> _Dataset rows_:
.....

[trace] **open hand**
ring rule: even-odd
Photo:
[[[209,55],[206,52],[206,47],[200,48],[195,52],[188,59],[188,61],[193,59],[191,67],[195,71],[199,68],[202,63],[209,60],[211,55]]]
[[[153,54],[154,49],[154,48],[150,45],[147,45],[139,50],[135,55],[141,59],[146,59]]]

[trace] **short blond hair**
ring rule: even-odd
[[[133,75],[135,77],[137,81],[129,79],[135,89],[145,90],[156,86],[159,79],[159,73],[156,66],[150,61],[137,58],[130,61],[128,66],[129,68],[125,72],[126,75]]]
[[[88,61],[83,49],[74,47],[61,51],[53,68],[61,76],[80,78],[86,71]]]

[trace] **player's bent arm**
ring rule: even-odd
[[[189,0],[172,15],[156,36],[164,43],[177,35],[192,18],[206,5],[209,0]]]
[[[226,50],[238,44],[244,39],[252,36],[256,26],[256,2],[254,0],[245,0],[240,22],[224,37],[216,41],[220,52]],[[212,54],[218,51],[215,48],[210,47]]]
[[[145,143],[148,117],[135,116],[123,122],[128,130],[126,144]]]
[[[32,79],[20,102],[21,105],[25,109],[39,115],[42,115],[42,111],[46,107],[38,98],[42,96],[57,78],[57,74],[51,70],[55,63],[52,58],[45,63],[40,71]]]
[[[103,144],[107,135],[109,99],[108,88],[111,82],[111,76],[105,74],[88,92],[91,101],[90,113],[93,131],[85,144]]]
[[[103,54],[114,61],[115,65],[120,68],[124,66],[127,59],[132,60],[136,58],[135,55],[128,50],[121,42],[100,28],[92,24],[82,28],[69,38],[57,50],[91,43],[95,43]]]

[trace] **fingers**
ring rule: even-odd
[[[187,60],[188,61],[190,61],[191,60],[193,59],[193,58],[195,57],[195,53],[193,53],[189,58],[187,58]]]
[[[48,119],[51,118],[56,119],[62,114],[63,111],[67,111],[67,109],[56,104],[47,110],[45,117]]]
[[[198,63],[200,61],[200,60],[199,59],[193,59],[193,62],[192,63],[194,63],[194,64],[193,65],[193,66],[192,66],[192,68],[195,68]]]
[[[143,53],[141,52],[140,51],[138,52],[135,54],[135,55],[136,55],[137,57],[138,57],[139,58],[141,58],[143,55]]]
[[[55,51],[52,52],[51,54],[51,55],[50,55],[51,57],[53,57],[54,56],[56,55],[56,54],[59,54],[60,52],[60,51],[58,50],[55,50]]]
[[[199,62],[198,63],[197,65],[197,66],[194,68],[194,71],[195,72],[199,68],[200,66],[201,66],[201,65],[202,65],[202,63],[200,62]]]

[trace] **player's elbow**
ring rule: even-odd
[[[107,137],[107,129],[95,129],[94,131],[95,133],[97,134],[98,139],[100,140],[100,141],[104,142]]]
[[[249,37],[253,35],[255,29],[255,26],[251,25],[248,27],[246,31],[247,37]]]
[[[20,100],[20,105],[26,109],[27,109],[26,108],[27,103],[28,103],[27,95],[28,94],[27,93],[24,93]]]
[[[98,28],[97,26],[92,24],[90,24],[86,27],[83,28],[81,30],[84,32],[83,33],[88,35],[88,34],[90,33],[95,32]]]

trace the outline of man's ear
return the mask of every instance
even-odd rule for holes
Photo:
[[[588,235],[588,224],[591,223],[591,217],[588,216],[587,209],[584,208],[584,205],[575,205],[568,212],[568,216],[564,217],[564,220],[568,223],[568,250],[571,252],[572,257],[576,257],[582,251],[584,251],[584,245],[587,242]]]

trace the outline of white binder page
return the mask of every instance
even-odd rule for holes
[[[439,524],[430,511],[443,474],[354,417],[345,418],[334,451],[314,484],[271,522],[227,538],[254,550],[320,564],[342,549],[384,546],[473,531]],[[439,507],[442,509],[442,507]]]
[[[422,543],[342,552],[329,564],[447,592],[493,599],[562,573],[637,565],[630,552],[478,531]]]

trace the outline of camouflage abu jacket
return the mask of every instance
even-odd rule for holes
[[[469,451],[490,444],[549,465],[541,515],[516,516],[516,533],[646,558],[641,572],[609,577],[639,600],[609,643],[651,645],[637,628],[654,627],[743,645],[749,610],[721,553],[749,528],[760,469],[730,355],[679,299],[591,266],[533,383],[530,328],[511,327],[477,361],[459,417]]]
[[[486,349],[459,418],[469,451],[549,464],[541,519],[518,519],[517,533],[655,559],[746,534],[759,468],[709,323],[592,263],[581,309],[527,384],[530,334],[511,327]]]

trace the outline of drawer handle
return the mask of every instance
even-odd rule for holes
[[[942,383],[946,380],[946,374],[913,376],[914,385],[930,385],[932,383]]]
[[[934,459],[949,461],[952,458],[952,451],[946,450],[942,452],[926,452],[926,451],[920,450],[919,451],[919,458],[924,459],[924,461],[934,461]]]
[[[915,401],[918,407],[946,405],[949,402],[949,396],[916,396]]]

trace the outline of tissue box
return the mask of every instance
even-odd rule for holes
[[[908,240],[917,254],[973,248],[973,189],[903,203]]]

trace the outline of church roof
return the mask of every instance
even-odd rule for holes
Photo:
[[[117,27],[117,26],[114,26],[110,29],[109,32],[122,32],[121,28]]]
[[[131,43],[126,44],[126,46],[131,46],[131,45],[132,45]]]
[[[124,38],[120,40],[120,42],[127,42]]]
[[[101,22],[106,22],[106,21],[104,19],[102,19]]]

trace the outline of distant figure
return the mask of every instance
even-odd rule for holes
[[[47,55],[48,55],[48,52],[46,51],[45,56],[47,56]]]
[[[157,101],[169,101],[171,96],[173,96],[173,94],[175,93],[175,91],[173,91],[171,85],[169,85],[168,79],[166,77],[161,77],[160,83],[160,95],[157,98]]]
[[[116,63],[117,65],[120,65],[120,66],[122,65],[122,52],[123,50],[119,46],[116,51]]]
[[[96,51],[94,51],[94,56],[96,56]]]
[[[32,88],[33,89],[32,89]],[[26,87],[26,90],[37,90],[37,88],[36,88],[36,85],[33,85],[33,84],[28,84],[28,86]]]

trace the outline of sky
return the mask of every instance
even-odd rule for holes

.....

> _Exercise details_: Rewrite the lines starting at the line containing "trace the outline of white binder page" and ending at the line containing "[[[101,22],[106,22],[106,21],[104,19],[102,19]]]", and only those lines. Keep every line as it is, but add 148 to each polygon coordinate in the outlines.

> _Result below_:
trace the outline of white binder page
return the mask of every instance
even-odd rule for holes
[[[587,672],[578,659],[591,622],[502,565],[493,566],[482,599],[462,632],[419,670],[375,686],[402,698],[468,712],[490,697],[532,694],[621,679]],[[587,655],[590,657],[590,655]]]
[[[570,691],[490,700],[477,712],[595,740],[641,747],[710,721],[785,713],[778,700],[626,679]]]

trace the outline of camouflage abu jacket
return the mask of every instance
even-odd rule for holes
[[[617,599],[638,592],[697,613],[689,663],[664,664],[664,681],[794,706],[789,720],[757,725],[787,748],[757,791],[799,793],[785,776],[802,775],[891,793],[897,758],[869,701],[897,676],[908,617],[878,503],[827,447],[739,414],[681,531],[678,476],[659,475],[625,509],[607,565]]]
[[[634,497],[607,566],[617,599],[697,612],[689,667],[666,667],[665,681],[803,707],[894,682],[907,616],[857,471],[740,411],[729,457],[675,532],[678,482],[659,475]]]

trace the outline of drawer handle
return the mask of every instance
even-odd rule for holes
[[[1090,531],[1094,528],[1094,522],[1061,524],[1062,533],[1078,533],[1080,531]]]
[[[1082,607],[1097,609],[1100,606],[1100,599],[1094,598],[1090,600],[1074,600],[1074,599],[1068,598],[1067,599],[1067,606],[1072,607],[1072,609],[1082,609]]]
[[[1063,549],[1066,555],[1094,553],[1097,550],[1097,544],[1064,544]]]

trace the outline of tissue box
return the mask of every instance
even-odd rule for holes
[[[1056,388],[1065,402],[1121,396],[1121,337],[1051,351]]]

trace the outline of church roof
return the mask of every instance
even-odd rule for holes
Photo:
[[[265,175],[265,174],[262,174],[258,177],[257,180],[270,180],[269,176]]]
[[[279,191],[274,192],[274,194],[279,194],[279,193],[280,193]]]
[[[272,186],[268,188],[268,190],[275,190]]]
[[[249,170],[254,170],[254,169],[252,167],[250,167]]]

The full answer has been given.